[TASK TO COMPLETE] Write out the whole listing word for word.

[DATASET CONTENT]
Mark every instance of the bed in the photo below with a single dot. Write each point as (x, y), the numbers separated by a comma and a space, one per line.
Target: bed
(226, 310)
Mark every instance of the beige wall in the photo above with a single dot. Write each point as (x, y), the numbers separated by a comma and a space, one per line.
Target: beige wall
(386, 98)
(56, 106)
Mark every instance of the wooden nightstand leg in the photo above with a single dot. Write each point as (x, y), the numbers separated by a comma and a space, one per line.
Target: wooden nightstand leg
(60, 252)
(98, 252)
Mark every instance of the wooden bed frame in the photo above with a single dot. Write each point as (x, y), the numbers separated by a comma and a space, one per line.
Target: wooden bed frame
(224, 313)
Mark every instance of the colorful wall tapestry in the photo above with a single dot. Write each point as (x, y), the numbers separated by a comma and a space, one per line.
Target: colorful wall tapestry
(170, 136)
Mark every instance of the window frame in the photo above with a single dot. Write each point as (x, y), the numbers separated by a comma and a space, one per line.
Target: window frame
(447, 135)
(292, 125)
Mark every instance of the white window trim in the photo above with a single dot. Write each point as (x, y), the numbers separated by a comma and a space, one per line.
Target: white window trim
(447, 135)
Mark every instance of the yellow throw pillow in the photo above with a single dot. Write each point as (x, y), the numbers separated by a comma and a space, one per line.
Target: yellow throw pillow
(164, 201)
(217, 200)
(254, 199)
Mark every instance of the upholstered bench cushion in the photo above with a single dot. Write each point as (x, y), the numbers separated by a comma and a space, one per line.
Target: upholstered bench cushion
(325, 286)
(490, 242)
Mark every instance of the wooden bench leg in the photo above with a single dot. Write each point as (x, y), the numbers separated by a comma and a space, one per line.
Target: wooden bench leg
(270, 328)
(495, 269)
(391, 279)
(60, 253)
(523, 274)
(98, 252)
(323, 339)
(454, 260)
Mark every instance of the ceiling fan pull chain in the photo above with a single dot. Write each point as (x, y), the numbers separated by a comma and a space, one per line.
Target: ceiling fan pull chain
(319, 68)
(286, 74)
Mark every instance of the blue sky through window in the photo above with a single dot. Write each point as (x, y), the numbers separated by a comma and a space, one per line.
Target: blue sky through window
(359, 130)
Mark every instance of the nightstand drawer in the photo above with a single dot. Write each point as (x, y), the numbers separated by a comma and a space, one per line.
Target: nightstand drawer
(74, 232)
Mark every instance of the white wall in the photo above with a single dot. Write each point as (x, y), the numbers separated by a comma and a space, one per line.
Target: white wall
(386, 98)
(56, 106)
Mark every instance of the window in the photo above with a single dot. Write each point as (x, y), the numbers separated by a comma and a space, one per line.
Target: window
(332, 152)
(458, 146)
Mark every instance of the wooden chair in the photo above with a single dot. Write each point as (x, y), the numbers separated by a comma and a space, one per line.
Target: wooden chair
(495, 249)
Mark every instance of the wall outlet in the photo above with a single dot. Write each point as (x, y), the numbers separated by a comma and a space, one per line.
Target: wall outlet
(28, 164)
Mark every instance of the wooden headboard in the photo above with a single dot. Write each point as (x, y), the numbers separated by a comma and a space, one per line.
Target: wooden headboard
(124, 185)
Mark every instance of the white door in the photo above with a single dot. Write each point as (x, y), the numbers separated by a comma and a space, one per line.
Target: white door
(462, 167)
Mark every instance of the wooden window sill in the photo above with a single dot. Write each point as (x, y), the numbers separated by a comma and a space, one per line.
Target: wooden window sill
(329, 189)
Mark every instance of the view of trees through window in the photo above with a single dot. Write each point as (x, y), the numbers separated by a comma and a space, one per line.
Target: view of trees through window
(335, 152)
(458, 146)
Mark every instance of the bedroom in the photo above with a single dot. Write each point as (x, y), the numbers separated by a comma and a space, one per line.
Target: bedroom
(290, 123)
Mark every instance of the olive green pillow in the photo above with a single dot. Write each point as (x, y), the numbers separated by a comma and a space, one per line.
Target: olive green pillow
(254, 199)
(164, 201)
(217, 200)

[REPLY]
Mark every instance of the bed in the photo below with a single dot. Write each point as (x, y), the numbers separated by a comma and a space, one per line.
Target: bed
(226, 310)
Mark every instance of the beige wall in the photo above with a single dot. Write each point as (x, y), the numbers separated by a comma and a space, one per line.
Target: beige wall
(386, 98)
(56, 106)
Mark every instance of the wooden nightstand leg in the photo above with a single dot. Write each point as (x, y), the numbers separated by a comma and a space, one per line.
Target: wooden nightstand leg
(60, 252)
(98, 252)
Mark every instance of the wooden bed frame in the photo above with a single dot. Write each point as (x, y), the numbers separated by a comma and a space, one per line.
Target: wooden bed frame
(224, 313)
Mark every instance of the colorful wall tapestry in the photo above with a single dot. Write each point as (x, y), the numbers separated by a comma and a space, one per line.
Target: colorful wall tapestry
(170, 136)
Mark every instance of the window frame in the photo above with a single dot. Write each point as (x, y), the numbers separated by a comma and a space, one per line.
Target: window frame
(447, 135)
(292, 125)
Mark every instance of the white window trim in the photo above with a single dot. Write each point as (x, y), the numbers separated by a comma and a space, one per line.
Target: white window trim
(447, 135)
Mark every instance of the yellow throw pillow in the photo above with a single dot. Write each point as (x, y), the numbers separated by a comma and a space, one per line.
Target: yellow throw pillow
(164, 201)
(217, 200)
(254, 199)
Mark every instance of the upholstered bench cushion in the photo above with a single dot. Write each point as (x, y), the numbers separated by a comma and a space, one per line.
Target: upholstered bench cushion
(325, 286)
(490, 242)
Mark every instance of the wooden bench leg in the photo above with a single dot. Write each point as (x, y), the numbers separated by a comma and a space, one per line.
Target: wooden bench leg
(270, 328)
(495, 269)
(391, 279)
(60, 253)
(523, 274)
(98, 252)
(323, 339)
(454, 260)
Mark every instance of the ceiling fan pull chain in the photo above with a single dot. Write each point as (x, y), the numbers separated by a comma and a space, one per line.
Target: ceiling fan pull chain
(319, 68)
(286, 74)
Mark every instance of the blue sky through window in the photo above with a single dot. Write each point as (x, y), the numbers separated by a comma and a space, one per line.
Target: blue sky through window
(359, 130)
Mark every instance of the nightstand drawer in the photo above with a single dot. Write each point as (x, y), the numbers separated by a comma and a space, one per line.
Target: nightstand drawer
(74, 232)
Mark every instance of the white wall in the photo above with a single dot. Write each point as (x, y), the numbers separated by a comma and a space, one per line.
Target: white wall
(386, 98)
(56, 106)
Mark every instance of the window in the photo above with a single dot. Write each point as (x, y), the numbers separated by a comma and a space, one per line.
Target: window
(332, 152)
(458, 146)
Mark every instance of the wooden chair in the photo above with a single dot. Write each point as (x, y), the numbers separated by a comma and a space, one per line.
Target: wooden chair
(495, 249)
Mark every instance of the wall outlet in the photo above with a single dot. Write each point as (x, y), the numbers separated by a comma and a space, one per line.
Target: wall outlet
(28, 164)
Mark every instance of the wooden headboard in the photo above with a single dot. Write each point as (x, y), the numbers separated by a comma and a space, one per line.
Target: wooden headboard
(124, 185)
Mark every instance of the white door in the photo above with a single dot. Write each point as (x, y), the numbers separated by a comma and a space, one per line.
Target: white door
(462, 167)
Mark every instance of the wooden window sill in the photo above with a single dot. Write each point as (x, y), the numbers separated by a comma and a space, one per line.
Target: wooden window sill
(329, 189)
Mark every instance of the view of trees through window in the photo above with a single dot. Write each point as (x, y), the numbers separated by a comma and a space, one per line.
Target: view of trees through window
(335, 152)
(458, 146)
Mark every instance of the bedroom in the photo above with a single dot. Write each point as (x, y), the numbers separated by a comma and a space, one per line.
Target: bedroom
(290, 123)
Mark every instance of the olive green pillow in the photo above with a single dot. Write each point as (x, y), the numbers separated by a comma and a space, one per line.
Target: olive green pillow
(254, 199)
(164, 201)
(217, 200)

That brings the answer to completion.